■ **What to do**: Every line of the data below should be written out word for word.

:::

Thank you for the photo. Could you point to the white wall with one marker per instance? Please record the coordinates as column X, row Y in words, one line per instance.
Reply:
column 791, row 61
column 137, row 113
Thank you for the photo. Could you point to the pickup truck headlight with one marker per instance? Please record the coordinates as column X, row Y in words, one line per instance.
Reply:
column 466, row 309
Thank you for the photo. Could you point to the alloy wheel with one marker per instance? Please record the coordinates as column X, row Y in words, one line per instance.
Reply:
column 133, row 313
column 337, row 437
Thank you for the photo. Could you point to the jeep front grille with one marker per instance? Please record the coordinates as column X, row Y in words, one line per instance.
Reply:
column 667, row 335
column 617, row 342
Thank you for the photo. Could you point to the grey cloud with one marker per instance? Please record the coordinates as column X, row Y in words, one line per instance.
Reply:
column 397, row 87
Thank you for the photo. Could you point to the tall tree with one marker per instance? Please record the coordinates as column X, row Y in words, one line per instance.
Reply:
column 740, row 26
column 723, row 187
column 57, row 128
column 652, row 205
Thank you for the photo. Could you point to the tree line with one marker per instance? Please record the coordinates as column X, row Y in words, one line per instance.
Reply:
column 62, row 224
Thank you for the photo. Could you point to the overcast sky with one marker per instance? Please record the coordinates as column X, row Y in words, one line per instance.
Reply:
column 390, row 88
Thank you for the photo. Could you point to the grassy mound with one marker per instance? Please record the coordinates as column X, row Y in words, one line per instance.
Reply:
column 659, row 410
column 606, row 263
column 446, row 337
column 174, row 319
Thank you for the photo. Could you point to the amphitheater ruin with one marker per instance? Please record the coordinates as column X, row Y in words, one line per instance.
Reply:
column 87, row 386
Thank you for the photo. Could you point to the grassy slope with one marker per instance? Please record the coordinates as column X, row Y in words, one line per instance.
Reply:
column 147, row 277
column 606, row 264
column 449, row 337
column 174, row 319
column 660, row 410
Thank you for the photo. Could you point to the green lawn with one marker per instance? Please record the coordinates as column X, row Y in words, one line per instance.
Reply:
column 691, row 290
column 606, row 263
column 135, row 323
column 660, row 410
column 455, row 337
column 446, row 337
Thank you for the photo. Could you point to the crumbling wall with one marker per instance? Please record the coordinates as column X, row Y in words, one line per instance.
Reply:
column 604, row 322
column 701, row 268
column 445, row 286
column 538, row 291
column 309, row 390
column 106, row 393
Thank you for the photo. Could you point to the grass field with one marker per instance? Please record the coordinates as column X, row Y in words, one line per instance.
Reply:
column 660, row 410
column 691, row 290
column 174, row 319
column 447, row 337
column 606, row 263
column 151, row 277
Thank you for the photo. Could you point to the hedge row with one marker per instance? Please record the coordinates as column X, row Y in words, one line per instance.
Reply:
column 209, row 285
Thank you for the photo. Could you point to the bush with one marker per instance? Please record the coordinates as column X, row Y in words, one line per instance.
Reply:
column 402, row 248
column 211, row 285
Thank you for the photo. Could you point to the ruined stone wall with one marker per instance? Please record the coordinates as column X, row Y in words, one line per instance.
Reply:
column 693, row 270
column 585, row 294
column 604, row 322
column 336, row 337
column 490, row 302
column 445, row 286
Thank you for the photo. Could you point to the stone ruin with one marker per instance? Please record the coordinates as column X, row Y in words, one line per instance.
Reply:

:::

■ **Exercise answer**:
Thank you for the photo. Could you point to the white wall with one marker per instance? Please record the coordinates as column X, row Y in words, one line per instance.
Reply:
column 791, row 61
column 137, row 113
Thank you for the photo. Could you point to the pickup truck headlight with one marker per instance? Please record the coordinates as column X, row Y in words, one line per instance.
Reply:
column 466, row 309
Thank you for the photo. Could you point to the alloy wheel with one marker per instance? Please record the coordinates as column X, row Y in words, one line per instance.
Reply:
column 133, row 313
column 337, row 437
Thank you for the photo. Could you point to the jeep front grille with one marker per instance? Please record the coordinates as column X, row Y in words, one line per instance.
Reply:
column 667, row 335
column 617, row 342
Thank you for the photo. Could you point to the grey cloud with one marker per instance? Please record the coordinates as column X, row Y in words, one line per instance.
Reply:
column 397, row 87
Thank you for the photo. Could you point to the tall tree with one marker per instance? Please record the coordinates as column X, row Y in words, one line per instance.
Reply:
column 740, row 26
column 723, row 187
column 57, row 128
column 652, row 205
Thank you for the photo. Could you point to the tree line with one marker per instance? Please record the coordinates as column X, row Y in words, one line per instance.
Reply:
column 62, row 224
Thank you for the photo. Could you point to the overcast sky with one marker per instance? Please record the coordinates as column X, row Y in words, one line per instance.
Reply:
column 390, row 88
Thank you for the photo. Could you point to the grassy mound with one marker per instance? Please record the coordinates as column X, row Y in words, one line per instance.
Reply:
column 659, row 410
column 606, row 263
column 446, row 337
column 174, row 319
Thank you for the photo. Could you point to the amphitheater ruin with one marker per instance? Please record the coordinates as column X, row Y in words, one line per instance.
Reply:
column 87, row 386
Thank you for the photo. Could you point to the grassy slope with one marker per instance? Please record the coordinates as column X, row Y in words, one line per instance.
Reply:
column 147, row 277
column 606, row 264
column 449, row 337
column 174, row 319
column 660, row 410
Thank you for the photo. Could you point to the green lawn with one marker per instance? Please record the coordinates as column X, row Y in words, one line per instance.
Reply:
column 691, row 290
column 606, row 263
column 135, row 323
column 660, row 410
column 455, row 337
column 446, row 337
Thank you for the photo. Could you point to the crumbling wall with one marker per instance? Please record the coordinates as column X, row Y in words, one line per instance.
Reply:
column 604, row 322
column 701, row 268
column 445, row 286
column 538, row 291
column 309, row 390
column 106, row 393
Thank you for the photo. Could you point to the grass field with one marker per instance? Please record the coordinates as column X, row Y in words, one line per instance.
Reply:
column 660, row 410
column 691, row 290
column 174, row 319
column 447, row 337
column 606, row 263
column 151, row 277
Thank you for the photo. Could you point to the hedge row with one marker per instance? Please record the coordinates as column X, row Y in words, one line per instance.
Reply:
column 209, row 285
Thank you for the photo. Could you point to the bush with one marker per instance? Please record the coordinates as column X, row Y in words, one line per instance.
Reply:
column 402, row 248
column 211, row 285
Thank you for the photo. Could you point to the ruined stone wall with one marker per instance? Please record the coordinates as column X, row Y in words, one line per instance.
Reply:
column 693, row 270
column 585, row 294
column 604, row 322
column 336, row 337
column 490, row 302
column 445, row 286
Thank you for the photo. Could you point to the stone ruin with one marker per instance? Please record the coordinates as column X, row Y in words, one line per instance.
Reply:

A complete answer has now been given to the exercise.